## [Description of the task]
Could you give the data below again exactly, apart from the pictures?

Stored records
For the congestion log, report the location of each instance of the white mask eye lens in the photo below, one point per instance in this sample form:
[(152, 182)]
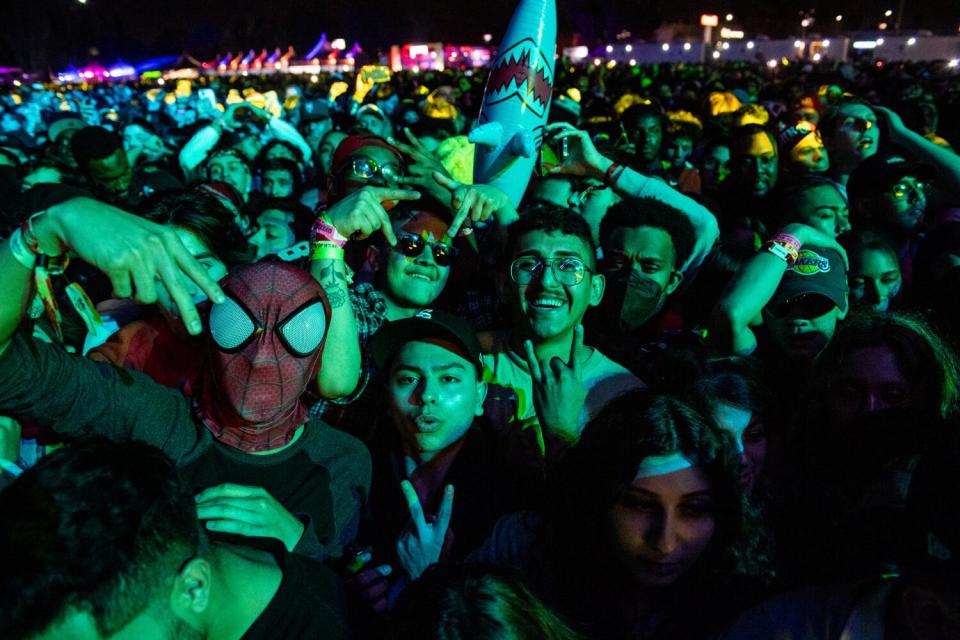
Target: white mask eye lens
[(304, 332), (230, 325)]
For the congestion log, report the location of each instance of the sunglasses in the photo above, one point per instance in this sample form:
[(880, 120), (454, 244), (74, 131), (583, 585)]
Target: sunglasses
[(806, 306), (367, 168), (412, 246), (858, 124), (905, 187), (568, 271)]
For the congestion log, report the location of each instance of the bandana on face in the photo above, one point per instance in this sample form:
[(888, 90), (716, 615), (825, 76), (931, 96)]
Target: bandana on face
[(631, 300), (265, 344)]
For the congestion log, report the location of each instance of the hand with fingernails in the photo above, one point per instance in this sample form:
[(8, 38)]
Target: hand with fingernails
[(248, 511), (421, 167), (137, 255), (361, 213), (421, 547), (582, 158), (471, 202)]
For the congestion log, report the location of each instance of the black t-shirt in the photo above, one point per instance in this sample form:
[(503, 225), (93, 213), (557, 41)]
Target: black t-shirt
[(308, 604)]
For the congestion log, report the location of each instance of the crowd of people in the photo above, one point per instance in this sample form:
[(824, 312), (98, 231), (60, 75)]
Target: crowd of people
[(273, 366)]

## [Solution to the problem]
For the congestion log, report the location of each instance of the white mask eye lens in the photo below, one point per instance in this sample form:
[(152, 182)]
Target: white mask eye lens
[(304, 332), (230, 325)]
For the congestion log, report the location of each instance of the sunglasses in the photo above, one point per instance in this sample form:
[(880, 120), (454, 244), (74, 131), (583, 585)]
Target: sunglasses
[(806, 306), (367, 168), (412, 246), (858, 124), (905, 187), (568, 271)]
For the congestion log, report the location of each instance of the bandana on face in the photo above, one point per instance in this sample form:
[(888, 90), (716, 615), (825, 76), (931, 96)]
Target: bandana on face
[(631, 300), (265, 344)]
For the congestion log, report the location of each instance of the hand with fingernails in the photo above, one point per instance in this sample form:
[(8, 38)]
Target: hand with fingernails
[(248, 511), (421, 167), (137, 255), (361, 213), (421, 547), (582, 158), (471, 202)]
For the congestion log, report the location of each instance of the black t-shirt in the photo above, one point per instance in this sample form:
[(503, 225), (93, 213), (557, 41)]
Target: black t-shirt
[(308, 604)]
For the congestion log, report the location of each instance of the crowd of people in the photo above, one point per instance in this sample form:
[(824, 312), (98, 231), (60, 75)]
Target: crowd of people
[(273, 366)]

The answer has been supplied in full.